Exercise goal: Pull out every line of the records below that contains the word "dark", and copy each of those lines unchanged.
<<<<
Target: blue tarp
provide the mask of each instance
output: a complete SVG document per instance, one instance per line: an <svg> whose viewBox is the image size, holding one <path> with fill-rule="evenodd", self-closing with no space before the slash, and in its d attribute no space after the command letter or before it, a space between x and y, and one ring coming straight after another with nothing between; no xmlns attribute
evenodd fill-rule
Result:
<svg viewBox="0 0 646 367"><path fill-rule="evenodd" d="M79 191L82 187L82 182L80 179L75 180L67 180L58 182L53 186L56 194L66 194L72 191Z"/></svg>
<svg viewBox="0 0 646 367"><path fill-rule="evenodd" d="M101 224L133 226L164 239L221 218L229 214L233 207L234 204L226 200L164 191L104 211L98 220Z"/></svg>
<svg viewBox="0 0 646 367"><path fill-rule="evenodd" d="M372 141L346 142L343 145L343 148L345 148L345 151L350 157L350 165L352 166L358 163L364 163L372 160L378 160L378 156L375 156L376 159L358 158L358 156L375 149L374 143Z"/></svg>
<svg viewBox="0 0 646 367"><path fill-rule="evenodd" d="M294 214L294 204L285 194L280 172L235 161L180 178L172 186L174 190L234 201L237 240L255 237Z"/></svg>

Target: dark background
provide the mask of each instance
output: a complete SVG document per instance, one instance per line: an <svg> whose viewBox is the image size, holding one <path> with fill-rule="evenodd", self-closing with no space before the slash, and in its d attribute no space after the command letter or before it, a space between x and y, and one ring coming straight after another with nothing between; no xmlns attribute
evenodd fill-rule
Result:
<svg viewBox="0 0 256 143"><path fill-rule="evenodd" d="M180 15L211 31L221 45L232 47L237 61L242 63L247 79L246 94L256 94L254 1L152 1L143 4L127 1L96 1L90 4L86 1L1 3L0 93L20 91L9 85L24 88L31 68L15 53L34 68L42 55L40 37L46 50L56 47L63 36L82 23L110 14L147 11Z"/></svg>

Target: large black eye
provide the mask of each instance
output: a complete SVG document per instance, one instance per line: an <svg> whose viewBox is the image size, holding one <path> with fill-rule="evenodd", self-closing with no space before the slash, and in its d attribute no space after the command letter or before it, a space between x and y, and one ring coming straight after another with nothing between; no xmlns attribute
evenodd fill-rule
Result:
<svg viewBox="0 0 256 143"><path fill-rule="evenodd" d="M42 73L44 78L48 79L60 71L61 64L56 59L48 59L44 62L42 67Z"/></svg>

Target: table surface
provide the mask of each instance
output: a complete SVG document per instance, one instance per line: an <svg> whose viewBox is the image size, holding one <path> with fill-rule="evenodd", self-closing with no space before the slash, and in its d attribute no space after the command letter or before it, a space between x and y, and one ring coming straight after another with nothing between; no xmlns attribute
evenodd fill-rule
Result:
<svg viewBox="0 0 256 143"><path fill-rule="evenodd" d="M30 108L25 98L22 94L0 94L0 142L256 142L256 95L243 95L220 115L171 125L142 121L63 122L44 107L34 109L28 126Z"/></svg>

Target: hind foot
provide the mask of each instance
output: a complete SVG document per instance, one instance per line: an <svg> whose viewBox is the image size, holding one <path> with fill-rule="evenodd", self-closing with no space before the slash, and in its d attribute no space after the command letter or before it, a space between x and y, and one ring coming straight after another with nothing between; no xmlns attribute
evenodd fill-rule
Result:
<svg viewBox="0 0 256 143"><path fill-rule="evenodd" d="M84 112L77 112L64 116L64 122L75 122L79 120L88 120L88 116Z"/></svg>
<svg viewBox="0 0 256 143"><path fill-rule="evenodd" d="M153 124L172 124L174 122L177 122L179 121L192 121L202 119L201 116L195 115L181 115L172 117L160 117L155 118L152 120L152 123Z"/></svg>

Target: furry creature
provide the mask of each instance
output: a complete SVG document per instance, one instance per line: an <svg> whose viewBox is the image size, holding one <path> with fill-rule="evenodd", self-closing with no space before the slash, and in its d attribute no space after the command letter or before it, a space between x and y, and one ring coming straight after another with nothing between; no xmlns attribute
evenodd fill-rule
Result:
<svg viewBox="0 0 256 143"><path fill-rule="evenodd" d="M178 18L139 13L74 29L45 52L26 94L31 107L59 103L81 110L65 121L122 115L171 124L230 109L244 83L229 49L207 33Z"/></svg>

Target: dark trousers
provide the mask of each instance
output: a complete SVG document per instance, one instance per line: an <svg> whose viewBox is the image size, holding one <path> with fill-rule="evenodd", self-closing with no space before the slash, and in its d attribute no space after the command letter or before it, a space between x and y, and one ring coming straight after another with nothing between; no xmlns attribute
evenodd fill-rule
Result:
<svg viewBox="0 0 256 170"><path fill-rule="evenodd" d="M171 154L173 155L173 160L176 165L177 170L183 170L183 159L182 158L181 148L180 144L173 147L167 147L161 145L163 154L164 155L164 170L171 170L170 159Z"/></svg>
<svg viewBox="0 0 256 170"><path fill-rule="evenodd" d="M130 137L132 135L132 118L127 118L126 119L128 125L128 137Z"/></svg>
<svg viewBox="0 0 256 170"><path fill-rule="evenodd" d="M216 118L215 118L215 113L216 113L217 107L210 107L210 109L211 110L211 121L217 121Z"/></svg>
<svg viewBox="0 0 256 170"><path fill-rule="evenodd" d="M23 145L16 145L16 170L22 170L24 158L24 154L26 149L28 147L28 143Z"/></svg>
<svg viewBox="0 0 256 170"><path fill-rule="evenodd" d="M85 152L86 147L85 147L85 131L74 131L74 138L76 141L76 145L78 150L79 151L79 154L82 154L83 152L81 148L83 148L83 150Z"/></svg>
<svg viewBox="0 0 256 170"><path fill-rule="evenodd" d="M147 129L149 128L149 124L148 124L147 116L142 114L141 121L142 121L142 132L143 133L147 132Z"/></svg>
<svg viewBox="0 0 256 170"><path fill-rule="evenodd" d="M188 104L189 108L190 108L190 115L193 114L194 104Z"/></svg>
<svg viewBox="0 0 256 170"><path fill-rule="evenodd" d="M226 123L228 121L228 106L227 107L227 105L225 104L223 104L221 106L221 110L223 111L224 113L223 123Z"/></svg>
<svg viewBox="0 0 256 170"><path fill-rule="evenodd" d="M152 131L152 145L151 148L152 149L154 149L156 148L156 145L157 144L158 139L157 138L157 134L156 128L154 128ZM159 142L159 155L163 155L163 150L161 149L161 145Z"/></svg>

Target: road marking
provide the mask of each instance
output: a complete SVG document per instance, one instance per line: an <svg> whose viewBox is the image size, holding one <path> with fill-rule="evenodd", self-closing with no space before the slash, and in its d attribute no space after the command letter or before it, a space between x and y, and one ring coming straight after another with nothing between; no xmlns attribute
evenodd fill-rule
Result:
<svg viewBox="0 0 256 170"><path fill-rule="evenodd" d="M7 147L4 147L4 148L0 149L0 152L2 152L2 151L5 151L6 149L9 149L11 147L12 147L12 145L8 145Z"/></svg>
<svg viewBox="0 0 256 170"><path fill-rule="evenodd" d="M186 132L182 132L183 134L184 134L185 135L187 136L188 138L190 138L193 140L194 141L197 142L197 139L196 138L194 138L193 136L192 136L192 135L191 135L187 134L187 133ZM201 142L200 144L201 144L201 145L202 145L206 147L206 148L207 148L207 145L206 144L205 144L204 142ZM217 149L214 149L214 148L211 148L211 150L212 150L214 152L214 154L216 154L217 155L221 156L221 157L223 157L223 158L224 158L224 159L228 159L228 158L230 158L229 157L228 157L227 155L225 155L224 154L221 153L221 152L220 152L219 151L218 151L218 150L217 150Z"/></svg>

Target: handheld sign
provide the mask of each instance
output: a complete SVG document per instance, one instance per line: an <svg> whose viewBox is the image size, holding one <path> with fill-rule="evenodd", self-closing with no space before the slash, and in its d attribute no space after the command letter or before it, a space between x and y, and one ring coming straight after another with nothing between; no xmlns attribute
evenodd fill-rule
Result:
>>>>
Final result:
Target: dark background
Target: dark trousers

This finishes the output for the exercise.